TASK A
Reproduce the kidney abstract from "We utilized a" to "from Liu, China).".
TASK B
In the kidney abstract, which cells generate NGAL?
TASK C
Please continue the kidney abstract from where it stops.

EXCERPT
The Kidney Makes Gas in Defense against Urinary Bacteria

Session Information

Category: Anemia and Iron Metabolism

  • 201 Anemia and Iron Metabolism: Basic

Authors

  • Xu, Katherine, Columbia University, New York, New York, United States
  • Shen, Tian, Columbia University, New York, New York, United States
  • Levitman, Abraham D., Columbia University, New York, New York, United States
  • Werth, Max, Columbia University, New York, New York, United States
  • Barasch, Jonathan M., Columbia University, New York, New York, United States
Background

The kidney expresses a variety of powerful defense mechanisms to limit urinary infection including iron scavenging, a process called "nutritional immunity". We previously demonstrated that the intercalated cells generate the archetype of the urinary iron defense, a lipocalin called NGAL which binds Enterochelin (Strong, FHCC), a bacterial siderophore. However, because urinary bacteria can evade the bacteriostatic effects of NGAL by modifying Enterochelin and by producing additional siderophores, other mechanisms of "nutritional immunity" are anticipated.

Methods

We utilized a cell type specific method of RNA isolation (adapted from Gay, Oregon). A promiscuous form of phosphoribosyltransferase (UPRT) was cloned into the Rosa26 locus using a floxed-stop design which we activated in a cell specific fashion with HoxB7Cre or Atp6v1b1Cre. Thiouracil was introduced 12hr and 24hrs after infection. Hmox1 was detected with a luciferase based reporter (Contag et al, Stanford). CO was detected with a novel metal-based probe synthesized at Columbia (adapted from Liu, China).

Referring expression data
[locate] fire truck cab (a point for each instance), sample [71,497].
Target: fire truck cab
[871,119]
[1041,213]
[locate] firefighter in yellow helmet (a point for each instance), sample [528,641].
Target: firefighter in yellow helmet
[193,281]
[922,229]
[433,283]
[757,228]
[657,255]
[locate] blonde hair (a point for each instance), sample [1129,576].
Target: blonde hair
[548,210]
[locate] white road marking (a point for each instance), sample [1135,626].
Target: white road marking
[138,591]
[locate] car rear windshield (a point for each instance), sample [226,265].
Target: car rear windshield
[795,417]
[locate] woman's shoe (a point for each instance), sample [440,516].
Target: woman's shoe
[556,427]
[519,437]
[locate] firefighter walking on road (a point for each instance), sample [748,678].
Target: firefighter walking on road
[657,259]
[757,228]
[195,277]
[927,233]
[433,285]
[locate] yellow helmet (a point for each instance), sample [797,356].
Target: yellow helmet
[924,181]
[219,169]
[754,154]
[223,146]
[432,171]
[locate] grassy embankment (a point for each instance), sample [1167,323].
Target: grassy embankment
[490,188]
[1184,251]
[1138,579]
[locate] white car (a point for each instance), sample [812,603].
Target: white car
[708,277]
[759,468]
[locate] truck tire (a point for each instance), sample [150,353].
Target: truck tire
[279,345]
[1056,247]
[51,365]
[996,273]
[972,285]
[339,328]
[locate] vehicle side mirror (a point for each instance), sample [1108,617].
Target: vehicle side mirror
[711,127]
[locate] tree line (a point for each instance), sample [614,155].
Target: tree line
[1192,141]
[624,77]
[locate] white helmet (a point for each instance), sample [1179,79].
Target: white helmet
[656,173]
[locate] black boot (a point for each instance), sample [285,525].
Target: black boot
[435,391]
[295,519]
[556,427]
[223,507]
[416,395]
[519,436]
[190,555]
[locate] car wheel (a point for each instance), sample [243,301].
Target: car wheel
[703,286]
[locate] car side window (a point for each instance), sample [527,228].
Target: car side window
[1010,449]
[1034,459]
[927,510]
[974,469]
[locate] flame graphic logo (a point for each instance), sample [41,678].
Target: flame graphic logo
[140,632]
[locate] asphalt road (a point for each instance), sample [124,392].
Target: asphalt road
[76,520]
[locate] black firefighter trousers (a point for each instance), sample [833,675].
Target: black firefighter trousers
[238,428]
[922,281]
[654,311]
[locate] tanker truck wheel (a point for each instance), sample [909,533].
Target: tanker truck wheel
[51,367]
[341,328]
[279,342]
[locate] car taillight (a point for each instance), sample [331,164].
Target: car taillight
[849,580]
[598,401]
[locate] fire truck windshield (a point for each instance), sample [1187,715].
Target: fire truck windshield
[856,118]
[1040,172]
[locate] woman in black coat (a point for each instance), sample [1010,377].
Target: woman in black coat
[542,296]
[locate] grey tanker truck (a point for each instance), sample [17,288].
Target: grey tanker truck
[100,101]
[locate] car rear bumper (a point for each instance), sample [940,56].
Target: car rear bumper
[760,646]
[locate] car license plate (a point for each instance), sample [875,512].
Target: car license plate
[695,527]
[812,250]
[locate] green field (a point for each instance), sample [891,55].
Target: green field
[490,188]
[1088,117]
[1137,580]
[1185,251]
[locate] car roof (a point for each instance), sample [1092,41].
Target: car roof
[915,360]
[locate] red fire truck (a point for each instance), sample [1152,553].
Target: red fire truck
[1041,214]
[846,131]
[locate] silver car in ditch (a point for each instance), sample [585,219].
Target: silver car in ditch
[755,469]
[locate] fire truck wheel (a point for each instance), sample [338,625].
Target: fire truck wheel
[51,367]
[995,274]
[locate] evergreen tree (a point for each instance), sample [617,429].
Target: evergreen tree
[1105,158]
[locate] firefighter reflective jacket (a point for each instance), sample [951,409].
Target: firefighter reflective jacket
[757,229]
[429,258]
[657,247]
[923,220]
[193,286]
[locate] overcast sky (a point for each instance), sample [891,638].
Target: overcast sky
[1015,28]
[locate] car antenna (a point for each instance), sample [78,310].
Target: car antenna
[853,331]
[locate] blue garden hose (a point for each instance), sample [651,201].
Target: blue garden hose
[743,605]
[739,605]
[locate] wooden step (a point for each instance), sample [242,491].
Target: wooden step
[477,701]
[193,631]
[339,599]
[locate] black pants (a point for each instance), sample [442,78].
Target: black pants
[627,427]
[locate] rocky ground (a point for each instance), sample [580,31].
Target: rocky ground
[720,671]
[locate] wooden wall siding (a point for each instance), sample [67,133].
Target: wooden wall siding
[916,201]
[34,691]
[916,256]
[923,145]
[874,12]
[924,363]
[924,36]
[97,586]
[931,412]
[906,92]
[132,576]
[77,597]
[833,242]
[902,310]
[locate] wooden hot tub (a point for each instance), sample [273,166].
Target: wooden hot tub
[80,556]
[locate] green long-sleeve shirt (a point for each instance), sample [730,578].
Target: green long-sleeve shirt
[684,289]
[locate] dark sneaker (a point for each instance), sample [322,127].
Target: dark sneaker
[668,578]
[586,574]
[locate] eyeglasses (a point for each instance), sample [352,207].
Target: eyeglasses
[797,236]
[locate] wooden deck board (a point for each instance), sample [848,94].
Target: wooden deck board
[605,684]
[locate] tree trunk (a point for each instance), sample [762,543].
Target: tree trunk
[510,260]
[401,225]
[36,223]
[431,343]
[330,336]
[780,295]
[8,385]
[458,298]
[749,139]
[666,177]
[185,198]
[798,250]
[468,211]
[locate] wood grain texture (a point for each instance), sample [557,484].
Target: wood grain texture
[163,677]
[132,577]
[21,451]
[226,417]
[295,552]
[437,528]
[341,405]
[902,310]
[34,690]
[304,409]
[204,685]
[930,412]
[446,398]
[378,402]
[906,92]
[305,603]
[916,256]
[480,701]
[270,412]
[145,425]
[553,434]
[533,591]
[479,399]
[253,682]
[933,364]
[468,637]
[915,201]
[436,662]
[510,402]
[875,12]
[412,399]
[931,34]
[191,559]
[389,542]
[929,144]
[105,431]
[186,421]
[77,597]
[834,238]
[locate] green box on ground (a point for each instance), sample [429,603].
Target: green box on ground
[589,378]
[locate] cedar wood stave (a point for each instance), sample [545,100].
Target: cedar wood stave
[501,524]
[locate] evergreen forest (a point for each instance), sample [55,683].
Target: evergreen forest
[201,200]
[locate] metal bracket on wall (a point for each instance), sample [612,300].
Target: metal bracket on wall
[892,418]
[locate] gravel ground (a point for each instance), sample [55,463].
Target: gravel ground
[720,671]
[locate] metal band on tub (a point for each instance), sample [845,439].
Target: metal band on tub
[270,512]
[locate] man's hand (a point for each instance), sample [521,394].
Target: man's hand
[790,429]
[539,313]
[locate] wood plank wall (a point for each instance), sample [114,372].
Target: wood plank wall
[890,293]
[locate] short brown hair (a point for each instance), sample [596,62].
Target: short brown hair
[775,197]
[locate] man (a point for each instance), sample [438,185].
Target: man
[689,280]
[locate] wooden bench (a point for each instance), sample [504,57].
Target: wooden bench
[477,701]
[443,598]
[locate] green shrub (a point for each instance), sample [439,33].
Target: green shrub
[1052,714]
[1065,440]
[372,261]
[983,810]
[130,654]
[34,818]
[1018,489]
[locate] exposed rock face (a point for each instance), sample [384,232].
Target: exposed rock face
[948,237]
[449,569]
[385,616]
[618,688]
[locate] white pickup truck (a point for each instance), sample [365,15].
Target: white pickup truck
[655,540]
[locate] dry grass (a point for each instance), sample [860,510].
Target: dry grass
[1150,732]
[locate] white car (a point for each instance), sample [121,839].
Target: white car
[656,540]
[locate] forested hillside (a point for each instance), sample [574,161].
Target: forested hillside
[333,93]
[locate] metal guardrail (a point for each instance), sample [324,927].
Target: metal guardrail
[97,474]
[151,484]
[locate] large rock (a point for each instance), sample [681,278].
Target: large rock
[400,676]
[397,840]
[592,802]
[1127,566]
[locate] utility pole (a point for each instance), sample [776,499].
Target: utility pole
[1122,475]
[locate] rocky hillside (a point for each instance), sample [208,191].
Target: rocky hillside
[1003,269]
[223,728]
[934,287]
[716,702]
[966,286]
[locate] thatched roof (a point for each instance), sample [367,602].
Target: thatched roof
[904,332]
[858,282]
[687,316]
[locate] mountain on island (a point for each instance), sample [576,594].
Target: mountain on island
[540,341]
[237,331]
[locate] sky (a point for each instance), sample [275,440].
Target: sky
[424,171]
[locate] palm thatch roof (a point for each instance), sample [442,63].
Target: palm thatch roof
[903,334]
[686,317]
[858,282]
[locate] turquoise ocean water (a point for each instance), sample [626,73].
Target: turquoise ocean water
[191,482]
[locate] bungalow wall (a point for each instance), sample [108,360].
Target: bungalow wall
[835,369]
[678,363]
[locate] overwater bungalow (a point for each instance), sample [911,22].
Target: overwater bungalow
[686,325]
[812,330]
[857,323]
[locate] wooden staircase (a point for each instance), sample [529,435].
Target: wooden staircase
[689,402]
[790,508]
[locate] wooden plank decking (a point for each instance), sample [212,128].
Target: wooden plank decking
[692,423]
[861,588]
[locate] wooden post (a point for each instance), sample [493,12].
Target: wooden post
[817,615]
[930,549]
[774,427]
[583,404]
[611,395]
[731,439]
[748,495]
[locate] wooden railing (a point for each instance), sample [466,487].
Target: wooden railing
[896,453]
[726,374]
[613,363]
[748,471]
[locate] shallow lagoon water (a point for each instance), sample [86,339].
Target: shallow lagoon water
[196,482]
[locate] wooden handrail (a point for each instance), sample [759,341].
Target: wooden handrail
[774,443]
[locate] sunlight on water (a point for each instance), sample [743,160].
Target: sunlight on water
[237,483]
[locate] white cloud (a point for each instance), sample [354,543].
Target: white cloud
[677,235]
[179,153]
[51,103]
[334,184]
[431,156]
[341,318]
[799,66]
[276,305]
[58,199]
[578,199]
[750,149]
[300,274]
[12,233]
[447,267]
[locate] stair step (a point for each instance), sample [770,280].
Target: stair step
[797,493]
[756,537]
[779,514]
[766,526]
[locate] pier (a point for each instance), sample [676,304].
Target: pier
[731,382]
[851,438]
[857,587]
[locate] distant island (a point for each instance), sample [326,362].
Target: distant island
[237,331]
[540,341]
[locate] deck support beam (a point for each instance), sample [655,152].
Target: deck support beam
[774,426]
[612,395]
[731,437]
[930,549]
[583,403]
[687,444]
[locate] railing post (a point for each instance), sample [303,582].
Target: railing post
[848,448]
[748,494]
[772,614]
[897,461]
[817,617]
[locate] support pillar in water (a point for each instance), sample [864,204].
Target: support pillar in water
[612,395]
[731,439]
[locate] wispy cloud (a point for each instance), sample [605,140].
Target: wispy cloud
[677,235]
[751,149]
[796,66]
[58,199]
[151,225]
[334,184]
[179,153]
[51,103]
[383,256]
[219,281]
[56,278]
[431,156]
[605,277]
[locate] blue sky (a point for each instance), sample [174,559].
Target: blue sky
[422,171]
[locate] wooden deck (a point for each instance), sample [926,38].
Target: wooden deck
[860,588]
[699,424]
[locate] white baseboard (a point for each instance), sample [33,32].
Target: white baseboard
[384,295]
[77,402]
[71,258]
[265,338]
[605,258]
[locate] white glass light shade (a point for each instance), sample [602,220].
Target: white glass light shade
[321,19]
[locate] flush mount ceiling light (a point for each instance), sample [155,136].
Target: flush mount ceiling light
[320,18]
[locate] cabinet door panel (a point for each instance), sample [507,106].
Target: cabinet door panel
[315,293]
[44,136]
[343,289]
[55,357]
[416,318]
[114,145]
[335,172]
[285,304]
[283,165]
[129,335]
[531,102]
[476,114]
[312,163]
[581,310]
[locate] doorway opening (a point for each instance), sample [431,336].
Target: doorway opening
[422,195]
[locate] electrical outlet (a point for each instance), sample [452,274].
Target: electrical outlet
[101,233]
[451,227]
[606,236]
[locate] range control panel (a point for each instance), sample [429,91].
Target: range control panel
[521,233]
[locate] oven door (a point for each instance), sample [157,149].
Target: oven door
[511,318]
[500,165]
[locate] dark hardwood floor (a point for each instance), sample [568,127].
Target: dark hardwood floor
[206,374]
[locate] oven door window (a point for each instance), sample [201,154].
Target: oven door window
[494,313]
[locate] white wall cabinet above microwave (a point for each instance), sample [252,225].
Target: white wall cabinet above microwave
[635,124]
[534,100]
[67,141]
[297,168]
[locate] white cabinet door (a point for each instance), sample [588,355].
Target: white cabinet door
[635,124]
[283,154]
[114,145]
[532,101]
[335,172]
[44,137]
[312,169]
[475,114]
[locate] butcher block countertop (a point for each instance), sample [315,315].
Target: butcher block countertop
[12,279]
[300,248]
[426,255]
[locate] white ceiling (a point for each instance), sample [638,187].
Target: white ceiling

WRITTEN REPLY A
We utilized a cell type specific method of RNA isolation (adapted from Gay, Oregon). A promiscuous form of phosphoribosyltransferase (UPRT) was cloned into the Rosa26 locus using a floxed-stop design which we activated in a cell specific fashion with HoxB7Cre or Atp6v1b1Cre. Thiouracil was introduced 12hr and 24hrs after infection. Hmox1 was detected with a luciferase based reporter (Contag et al, Stanford). CO was detected with a novel metal-based probe synthesized at Columbia (adapted from Liu, China).

WRITTEN REPLY B
The intercalated cells.

WRITTEN REPLY C
Results

A survey of classical iron transporters revealed segment specific expression of megalin (proximal tubule), TfR1 (TALH), and DMT1 (TALH-DCT). Nonetheless, despite ferritin accumulation, we failed to identify the mechanism of iron import in intercalated cells. Isolation of RNA directly from intercalated and principal cells revealed synthetic (NPAS-BMAL-ALAS), transport (Hrg1, Flvcr1) and metabolic enzymes (Hmox) of heme metabolism. Functional reporters demonstrated Hmox expression and the production of CO gas from cortical>medullary sources in vivo and from AtpCre-mTmG FACS isolated intercalated cells in vitro.

Urinary bacteria (UPEC) with heme transport mutations were not competitive in the colonization of the kidney but conversely were markedly stimulated by heme, suggesting bacterial-host competition for heme capture and metabolism. In fact, infection upregulated both heme synthetic and metabolic genes, suggesting that CO production is induced by infection. Exposure to CO terminated the growth of UPEC.

Conclusion

We have identified an unusual iron trafficking system in the collecting ducts that mirrors the nutritional requirements of UPEC to achieve pyelonephritis. Many of these components are specific to the intercalated cells, consistent with the notion that these cells defend the urinary tract.